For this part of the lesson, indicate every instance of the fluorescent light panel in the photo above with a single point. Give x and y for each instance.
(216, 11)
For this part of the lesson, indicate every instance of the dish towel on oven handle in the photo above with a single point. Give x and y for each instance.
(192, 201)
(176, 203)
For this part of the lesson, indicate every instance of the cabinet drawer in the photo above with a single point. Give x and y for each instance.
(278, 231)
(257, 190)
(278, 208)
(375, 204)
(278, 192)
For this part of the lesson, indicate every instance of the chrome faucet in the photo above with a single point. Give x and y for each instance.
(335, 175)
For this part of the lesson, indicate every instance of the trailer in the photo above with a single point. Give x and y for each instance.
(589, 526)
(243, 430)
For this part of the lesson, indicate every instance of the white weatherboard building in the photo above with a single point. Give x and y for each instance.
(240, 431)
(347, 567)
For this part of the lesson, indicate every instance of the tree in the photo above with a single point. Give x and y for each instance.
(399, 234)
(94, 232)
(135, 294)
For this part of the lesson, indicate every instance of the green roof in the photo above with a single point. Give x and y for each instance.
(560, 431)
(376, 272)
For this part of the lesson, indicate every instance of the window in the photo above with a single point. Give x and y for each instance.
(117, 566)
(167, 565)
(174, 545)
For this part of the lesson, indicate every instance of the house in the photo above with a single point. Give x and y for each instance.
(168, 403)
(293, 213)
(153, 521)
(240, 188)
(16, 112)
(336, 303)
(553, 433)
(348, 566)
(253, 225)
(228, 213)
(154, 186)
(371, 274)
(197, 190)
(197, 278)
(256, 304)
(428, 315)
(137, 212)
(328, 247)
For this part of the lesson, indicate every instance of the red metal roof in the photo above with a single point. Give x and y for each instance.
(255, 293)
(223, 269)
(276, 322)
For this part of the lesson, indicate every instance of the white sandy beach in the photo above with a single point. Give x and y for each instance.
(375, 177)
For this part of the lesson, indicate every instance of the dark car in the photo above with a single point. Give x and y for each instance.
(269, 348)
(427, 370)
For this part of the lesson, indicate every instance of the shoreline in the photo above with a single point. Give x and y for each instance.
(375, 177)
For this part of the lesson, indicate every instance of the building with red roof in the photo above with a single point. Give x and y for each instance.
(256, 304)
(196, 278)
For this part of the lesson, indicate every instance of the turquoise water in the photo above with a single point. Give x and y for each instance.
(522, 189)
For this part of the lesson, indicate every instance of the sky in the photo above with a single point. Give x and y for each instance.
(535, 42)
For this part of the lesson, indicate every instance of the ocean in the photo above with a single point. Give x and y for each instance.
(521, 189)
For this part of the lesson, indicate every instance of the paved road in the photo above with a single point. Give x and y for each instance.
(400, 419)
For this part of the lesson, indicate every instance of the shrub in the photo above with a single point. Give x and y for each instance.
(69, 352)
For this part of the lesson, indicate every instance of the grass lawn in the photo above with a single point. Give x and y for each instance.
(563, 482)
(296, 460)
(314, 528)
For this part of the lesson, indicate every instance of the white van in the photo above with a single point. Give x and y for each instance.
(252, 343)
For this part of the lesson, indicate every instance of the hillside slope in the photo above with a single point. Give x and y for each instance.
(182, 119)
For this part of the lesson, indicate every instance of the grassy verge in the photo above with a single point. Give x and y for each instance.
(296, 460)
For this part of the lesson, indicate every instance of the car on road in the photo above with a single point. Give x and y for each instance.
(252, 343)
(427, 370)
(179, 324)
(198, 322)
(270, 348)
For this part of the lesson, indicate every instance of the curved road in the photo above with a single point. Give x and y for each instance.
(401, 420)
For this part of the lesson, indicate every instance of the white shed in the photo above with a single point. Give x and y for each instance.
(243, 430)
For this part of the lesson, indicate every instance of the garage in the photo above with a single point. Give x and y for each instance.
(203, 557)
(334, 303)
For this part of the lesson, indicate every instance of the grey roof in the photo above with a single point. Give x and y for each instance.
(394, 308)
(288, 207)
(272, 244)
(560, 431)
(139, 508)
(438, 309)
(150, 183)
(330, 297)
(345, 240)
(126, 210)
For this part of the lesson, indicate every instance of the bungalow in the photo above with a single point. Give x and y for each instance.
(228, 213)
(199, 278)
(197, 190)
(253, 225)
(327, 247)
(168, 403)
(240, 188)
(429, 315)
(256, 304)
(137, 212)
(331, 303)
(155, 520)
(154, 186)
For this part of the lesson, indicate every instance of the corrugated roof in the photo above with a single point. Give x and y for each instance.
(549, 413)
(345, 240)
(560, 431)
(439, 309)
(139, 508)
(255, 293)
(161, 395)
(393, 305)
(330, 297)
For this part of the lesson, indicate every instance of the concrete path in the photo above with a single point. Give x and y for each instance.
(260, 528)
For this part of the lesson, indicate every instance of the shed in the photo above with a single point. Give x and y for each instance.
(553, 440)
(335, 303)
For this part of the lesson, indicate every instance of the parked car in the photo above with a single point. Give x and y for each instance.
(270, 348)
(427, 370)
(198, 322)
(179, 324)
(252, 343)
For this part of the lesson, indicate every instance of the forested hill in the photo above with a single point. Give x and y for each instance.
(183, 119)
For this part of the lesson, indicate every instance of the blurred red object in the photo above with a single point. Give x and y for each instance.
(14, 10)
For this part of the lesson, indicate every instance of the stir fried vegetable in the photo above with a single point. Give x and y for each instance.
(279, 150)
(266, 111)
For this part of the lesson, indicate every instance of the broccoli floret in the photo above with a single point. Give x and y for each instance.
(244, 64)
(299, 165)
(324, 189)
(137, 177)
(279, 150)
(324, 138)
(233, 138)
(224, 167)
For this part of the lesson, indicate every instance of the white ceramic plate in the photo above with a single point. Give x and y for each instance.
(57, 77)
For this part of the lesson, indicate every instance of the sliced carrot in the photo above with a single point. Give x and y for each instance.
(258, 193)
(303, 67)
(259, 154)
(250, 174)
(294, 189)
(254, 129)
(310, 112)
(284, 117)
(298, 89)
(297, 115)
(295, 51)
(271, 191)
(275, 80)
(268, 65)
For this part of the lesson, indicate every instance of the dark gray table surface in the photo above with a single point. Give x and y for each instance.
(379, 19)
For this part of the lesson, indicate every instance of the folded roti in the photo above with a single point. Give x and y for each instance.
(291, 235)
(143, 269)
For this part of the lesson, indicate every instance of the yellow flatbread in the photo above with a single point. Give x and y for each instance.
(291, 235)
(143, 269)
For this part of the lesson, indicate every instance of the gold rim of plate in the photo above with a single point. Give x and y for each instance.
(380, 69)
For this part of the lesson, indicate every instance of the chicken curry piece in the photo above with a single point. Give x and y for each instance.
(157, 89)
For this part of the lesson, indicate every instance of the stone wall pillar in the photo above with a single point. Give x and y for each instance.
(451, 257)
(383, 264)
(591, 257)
...
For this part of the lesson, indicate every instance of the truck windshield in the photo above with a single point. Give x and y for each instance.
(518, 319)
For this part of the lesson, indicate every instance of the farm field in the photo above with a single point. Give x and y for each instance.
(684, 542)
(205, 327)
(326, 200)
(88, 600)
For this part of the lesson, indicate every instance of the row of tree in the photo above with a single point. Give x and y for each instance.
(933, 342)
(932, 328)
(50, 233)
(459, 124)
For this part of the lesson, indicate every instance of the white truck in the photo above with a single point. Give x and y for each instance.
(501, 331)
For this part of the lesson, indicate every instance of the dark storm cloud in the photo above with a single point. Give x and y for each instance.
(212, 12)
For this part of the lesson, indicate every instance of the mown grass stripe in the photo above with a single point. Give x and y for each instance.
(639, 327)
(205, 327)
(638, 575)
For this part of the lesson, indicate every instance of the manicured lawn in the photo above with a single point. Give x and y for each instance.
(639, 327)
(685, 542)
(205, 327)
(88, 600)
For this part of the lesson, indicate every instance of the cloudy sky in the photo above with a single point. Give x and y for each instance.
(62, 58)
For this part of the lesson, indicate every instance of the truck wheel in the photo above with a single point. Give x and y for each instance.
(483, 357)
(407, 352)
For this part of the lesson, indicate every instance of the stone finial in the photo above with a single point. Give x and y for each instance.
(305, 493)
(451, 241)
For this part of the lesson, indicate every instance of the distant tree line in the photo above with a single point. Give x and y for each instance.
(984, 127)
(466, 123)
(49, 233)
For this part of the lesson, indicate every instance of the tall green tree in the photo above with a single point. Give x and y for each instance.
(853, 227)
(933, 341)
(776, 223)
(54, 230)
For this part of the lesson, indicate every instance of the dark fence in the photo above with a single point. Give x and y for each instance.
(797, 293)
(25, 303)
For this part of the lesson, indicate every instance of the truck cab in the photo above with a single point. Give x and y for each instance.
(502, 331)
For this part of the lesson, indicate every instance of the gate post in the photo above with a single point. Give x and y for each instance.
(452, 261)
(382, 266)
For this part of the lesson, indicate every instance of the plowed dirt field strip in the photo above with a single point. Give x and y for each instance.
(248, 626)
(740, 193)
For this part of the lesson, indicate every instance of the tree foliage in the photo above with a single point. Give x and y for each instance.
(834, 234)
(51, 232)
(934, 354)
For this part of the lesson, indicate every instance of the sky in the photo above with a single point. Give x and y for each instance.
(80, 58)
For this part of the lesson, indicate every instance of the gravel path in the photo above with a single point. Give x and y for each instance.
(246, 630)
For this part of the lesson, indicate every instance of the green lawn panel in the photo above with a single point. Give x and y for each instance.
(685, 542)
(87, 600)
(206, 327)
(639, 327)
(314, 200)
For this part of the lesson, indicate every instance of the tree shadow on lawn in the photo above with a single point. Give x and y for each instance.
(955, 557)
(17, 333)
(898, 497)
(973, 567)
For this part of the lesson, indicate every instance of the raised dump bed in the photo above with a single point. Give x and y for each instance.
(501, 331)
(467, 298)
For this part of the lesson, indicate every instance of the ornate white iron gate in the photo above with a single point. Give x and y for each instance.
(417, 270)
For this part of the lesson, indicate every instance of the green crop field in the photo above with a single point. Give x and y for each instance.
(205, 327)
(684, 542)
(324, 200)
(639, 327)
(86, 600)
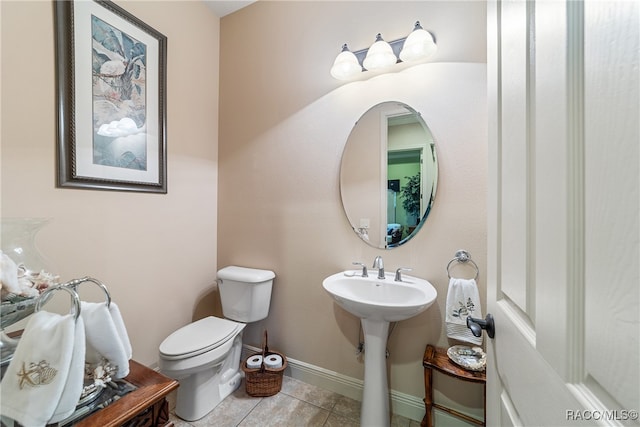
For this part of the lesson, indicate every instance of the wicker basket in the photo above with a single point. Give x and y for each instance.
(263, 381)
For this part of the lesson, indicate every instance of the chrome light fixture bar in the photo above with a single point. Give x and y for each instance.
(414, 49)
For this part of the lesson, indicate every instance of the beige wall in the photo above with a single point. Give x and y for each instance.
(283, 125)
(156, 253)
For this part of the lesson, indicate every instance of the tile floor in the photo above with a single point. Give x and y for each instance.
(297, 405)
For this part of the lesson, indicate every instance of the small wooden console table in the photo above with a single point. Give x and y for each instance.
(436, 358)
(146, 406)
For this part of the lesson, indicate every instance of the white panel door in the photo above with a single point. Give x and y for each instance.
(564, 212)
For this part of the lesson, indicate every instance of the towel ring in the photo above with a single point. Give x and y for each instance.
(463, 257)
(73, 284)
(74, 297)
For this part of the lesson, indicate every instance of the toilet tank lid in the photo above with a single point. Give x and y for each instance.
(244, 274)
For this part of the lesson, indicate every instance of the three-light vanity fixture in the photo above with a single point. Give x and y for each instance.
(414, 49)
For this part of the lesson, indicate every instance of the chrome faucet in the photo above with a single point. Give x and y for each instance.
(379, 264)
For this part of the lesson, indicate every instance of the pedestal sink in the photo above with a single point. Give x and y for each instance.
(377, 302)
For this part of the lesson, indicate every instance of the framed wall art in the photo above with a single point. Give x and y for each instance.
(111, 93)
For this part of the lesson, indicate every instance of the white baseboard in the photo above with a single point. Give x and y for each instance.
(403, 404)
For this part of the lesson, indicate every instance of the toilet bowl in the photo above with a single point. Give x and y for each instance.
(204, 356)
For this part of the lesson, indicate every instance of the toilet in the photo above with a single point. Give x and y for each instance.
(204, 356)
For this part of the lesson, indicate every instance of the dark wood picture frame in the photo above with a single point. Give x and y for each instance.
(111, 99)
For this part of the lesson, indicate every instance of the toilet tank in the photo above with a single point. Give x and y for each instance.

◆ **EXERCISE DIRECTIONS**:
Count the lines in the entries that contain the word "light", and give only that number.

◆ **RESULT OF THE EXERCISE**:
3